[WRITTEN REQUEST]
In the forum thread, which pin did naitsyrkk give constant power to?

Bonesaw to the rescue


----------



## i4turbo (Oct 26, 2006)

i could only find a 40.7 6ribb so i grabbed it, it works fine

thx


----------



## naitsyrkk (Jun 9, 2010)

i have the same issue cant get the car to start its a 92 golf with a 96 aba obd2 in it cranks gets fuel just no spark cant figure out why


----------



## alextjoe (Aug 7, 2008)

that single red/yellow wire gets everyone..every thread i see about help aba mk2 swap wont start end up being that single red/yellow ecu 12v..

poster just up to go make sure you have this little one connecteur pluged in to a constant 12v source


----------



## naitsyrkk (Jun 9, 2010)

i put constant power to pin 54 and nothing still dont have spark from the coil


----------



## alextjoe (Aug 7, 2008)

[DATA SECTION]
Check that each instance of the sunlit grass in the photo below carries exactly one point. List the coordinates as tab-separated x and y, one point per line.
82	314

--

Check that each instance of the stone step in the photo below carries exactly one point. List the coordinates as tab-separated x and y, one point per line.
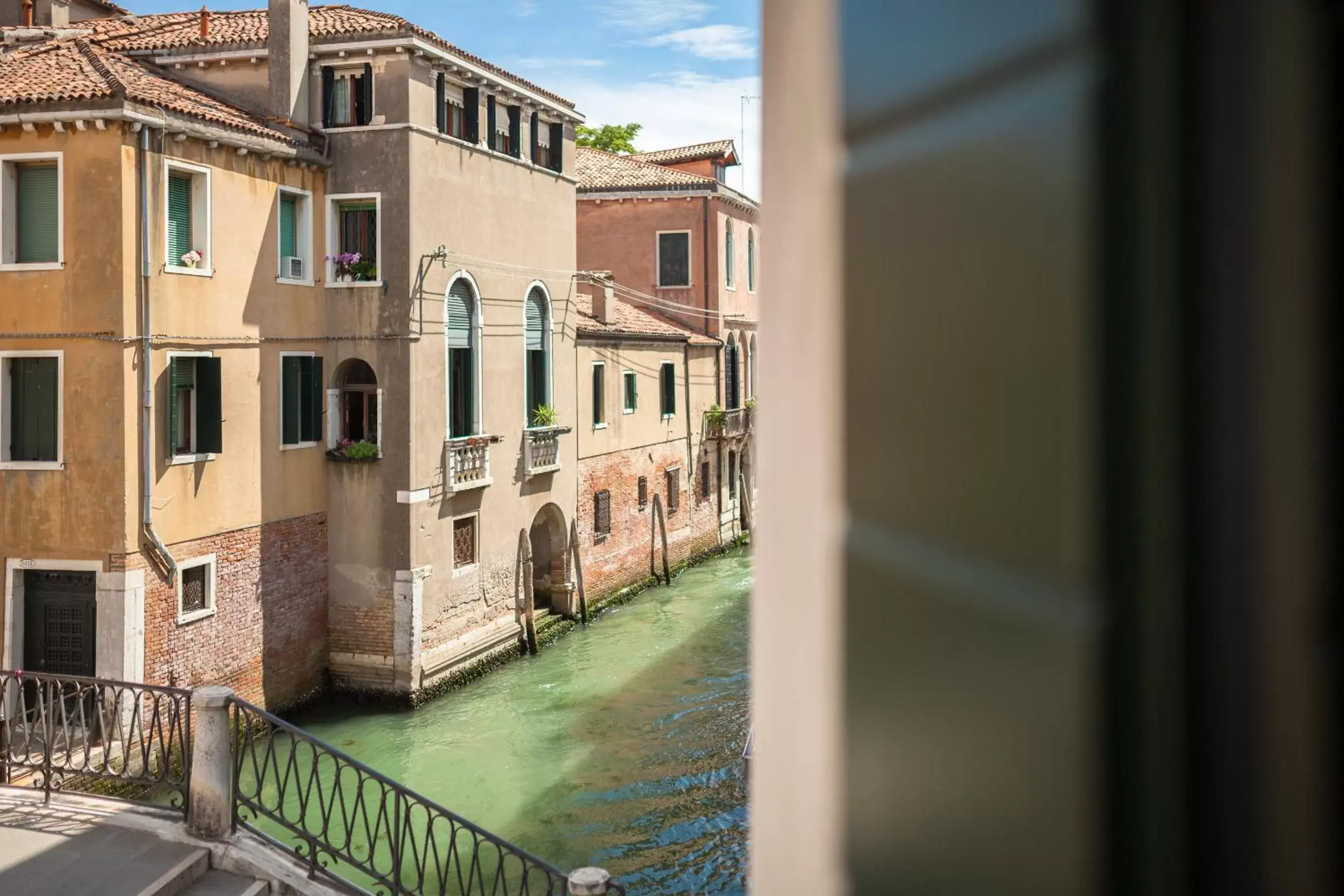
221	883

* * *

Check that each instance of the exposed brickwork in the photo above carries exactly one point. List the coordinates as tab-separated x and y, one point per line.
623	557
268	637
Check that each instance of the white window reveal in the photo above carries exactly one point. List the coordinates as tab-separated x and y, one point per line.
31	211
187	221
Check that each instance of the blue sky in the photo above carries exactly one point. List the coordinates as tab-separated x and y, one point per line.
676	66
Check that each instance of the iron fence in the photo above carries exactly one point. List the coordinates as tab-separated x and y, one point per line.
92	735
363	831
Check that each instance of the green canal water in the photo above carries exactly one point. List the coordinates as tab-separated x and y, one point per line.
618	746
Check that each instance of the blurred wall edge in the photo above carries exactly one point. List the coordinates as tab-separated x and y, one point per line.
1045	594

[RESPONSE TO THIS TASK]
Pin 54